# [DATA ENTRIES]
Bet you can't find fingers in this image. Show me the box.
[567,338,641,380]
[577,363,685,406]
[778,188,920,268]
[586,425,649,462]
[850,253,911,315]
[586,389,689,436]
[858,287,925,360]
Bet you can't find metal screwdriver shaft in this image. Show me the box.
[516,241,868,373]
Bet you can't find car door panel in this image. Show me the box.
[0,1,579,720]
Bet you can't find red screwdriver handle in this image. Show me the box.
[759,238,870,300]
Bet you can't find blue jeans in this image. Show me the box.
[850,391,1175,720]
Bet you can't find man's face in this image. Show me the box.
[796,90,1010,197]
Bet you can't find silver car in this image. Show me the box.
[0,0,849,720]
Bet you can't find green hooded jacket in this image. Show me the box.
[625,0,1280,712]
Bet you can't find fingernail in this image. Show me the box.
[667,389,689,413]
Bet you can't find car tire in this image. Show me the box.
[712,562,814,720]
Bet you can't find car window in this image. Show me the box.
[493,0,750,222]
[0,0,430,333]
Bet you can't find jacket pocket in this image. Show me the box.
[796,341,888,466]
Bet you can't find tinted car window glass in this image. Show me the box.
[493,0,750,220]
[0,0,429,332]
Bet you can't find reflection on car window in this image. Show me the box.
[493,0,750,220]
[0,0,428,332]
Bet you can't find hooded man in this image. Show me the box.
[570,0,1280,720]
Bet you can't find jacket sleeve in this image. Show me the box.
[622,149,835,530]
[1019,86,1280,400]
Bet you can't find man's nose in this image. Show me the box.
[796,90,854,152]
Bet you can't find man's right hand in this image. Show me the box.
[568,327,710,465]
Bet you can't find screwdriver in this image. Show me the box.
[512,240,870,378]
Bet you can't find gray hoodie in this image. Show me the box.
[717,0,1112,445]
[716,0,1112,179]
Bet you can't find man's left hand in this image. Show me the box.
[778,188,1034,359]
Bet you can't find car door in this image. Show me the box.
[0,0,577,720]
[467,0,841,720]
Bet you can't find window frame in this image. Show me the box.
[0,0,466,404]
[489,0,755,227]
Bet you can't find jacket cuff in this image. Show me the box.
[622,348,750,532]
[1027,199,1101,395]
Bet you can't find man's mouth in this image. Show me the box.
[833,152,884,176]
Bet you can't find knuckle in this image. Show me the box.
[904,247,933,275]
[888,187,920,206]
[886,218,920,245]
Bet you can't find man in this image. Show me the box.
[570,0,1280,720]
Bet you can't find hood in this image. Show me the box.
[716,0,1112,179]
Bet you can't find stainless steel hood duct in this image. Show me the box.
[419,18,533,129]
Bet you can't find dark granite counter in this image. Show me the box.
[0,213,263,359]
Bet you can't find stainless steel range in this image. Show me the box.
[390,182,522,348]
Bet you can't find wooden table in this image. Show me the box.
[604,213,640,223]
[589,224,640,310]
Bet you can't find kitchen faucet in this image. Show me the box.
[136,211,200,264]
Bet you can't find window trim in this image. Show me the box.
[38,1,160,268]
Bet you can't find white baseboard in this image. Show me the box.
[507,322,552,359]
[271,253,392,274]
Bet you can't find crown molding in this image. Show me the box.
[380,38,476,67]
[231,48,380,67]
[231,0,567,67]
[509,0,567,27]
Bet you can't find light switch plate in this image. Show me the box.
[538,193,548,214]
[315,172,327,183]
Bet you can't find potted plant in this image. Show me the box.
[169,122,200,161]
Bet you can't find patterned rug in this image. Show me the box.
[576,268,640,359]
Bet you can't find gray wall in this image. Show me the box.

# [TASK PROMPT]
Please rescale the records above from the line with "Bet you can't find man in" to the line with "[136,211,200,264]", both ends included. Rewrite each line with its request unchanged, and multiply every bounding-box coordinate in the answers by 2.6, rounding to whole numbers with halves rounded up.

# [REPLY TO THE EXERCISE]
Bet you can't find man in this image. Show me the box.
[1482,0,3328,1872]
Bet you can't find hood in this image. Show me the box.
[1862,0,2891,465]
Bet you can't find stainless steel hood duct in this image. Show me the box.
[1089,47,1386,335]
Bet you can't find dark granite counter in this image. Show me the box.
[0,554,684,933]
Bet you can't find stainless steel range in this image. Show me the box.
[1014,473,1357,905]
Bet you can't find wooden table in this image. Show me the box.
[1570,554,1664,580]
[1531,582,1664,806]
Bet you can't find kitchen faucet in this image. Show me the box.
[354,549,520,686]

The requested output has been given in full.